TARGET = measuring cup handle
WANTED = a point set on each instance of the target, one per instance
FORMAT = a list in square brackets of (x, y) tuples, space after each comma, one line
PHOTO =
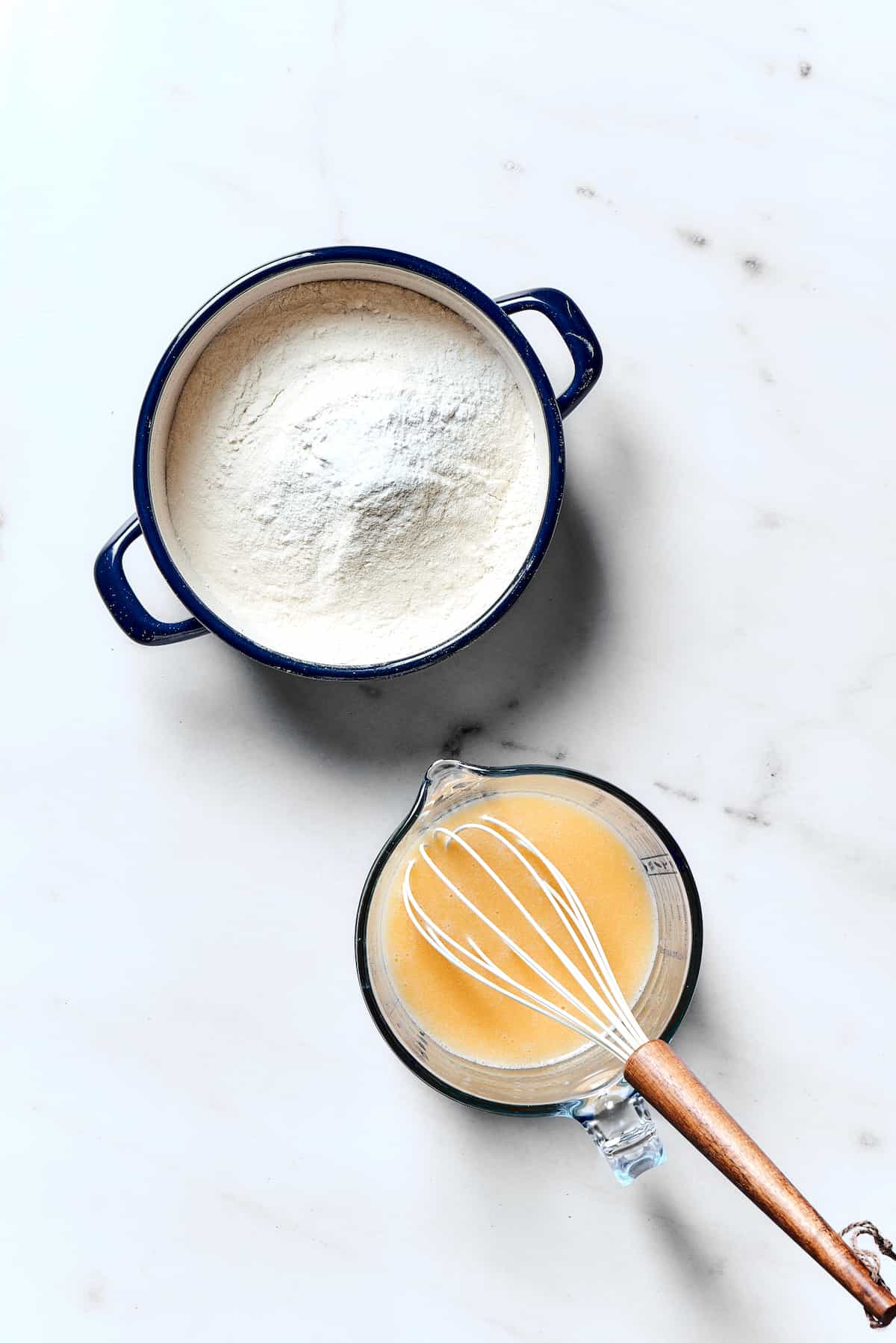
[(618, 1120)]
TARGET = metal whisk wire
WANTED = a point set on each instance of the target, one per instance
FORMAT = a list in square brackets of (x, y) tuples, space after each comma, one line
[(602, 1014)]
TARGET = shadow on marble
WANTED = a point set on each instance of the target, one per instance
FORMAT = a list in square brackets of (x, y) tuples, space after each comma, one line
[(474, 698), (689, 1248)]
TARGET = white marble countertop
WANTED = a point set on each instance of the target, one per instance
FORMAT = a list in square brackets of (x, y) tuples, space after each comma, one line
[(203, 1137)]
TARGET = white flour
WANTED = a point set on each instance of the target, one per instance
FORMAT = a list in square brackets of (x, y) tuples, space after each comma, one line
[(352, 473)]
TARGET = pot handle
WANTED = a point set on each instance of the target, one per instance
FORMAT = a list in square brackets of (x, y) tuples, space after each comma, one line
[(576, 332), (124, 606)]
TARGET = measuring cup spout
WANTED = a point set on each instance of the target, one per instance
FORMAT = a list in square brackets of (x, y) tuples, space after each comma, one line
[(621, 1124), (450, 779)]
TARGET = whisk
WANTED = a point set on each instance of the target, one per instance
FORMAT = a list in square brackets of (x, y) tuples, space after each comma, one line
[(597, 1009)]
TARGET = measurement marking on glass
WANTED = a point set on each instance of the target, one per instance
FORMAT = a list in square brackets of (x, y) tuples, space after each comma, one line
[(659, 865)]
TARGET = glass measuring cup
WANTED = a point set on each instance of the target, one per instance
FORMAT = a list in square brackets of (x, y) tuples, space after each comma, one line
[(586, 1085)]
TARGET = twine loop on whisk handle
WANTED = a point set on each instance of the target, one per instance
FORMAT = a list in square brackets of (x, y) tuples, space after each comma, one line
[(869, 1259)]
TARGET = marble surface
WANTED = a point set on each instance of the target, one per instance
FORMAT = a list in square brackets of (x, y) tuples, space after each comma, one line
[(202, 1135)]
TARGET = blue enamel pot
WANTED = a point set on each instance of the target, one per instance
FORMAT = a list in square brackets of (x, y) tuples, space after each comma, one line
[(491, 317)]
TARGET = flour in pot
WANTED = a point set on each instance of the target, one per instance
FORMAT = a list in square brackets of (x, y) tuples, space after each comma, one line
[(352, 473)]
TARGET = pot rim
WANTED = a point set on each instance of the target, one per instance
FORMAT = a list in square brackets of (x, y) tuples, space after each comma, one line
[(388, 848), (395, 261)]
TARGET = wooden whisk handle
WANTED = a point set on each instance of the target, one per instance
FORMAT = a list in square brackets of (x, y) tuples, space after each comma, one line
[(672, 1088)]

┄┄┄┄┄┄┄┄┄┄

REQUIRED TASK: Starting with the line that contains "TARGET = flour in pot" and going on through the final line of the material above, repeat those lines word for word.

WRITTEN ANSWER:
TARGET = flour in pot
WANTED = a point set on each instance of the target, one per instance
FORMAT = a list in square brackets of (x, y) tuples, space after each comma, one line
[(352, 473)]
TARGET = pot rim
WANTED = a point set on each instance of the target, one per instance
FORMAT = a list in square brackets of (x, y) tuples, space after each comma, one line
[(388, 848), (395, 261)]
TARGET = wooden whisk handle
WANTED = a point set on each instance of the target, one per instance
FORMAT = a list in square brackets of (x, y) tuples, space after each comma, one line
[(672, 1088)]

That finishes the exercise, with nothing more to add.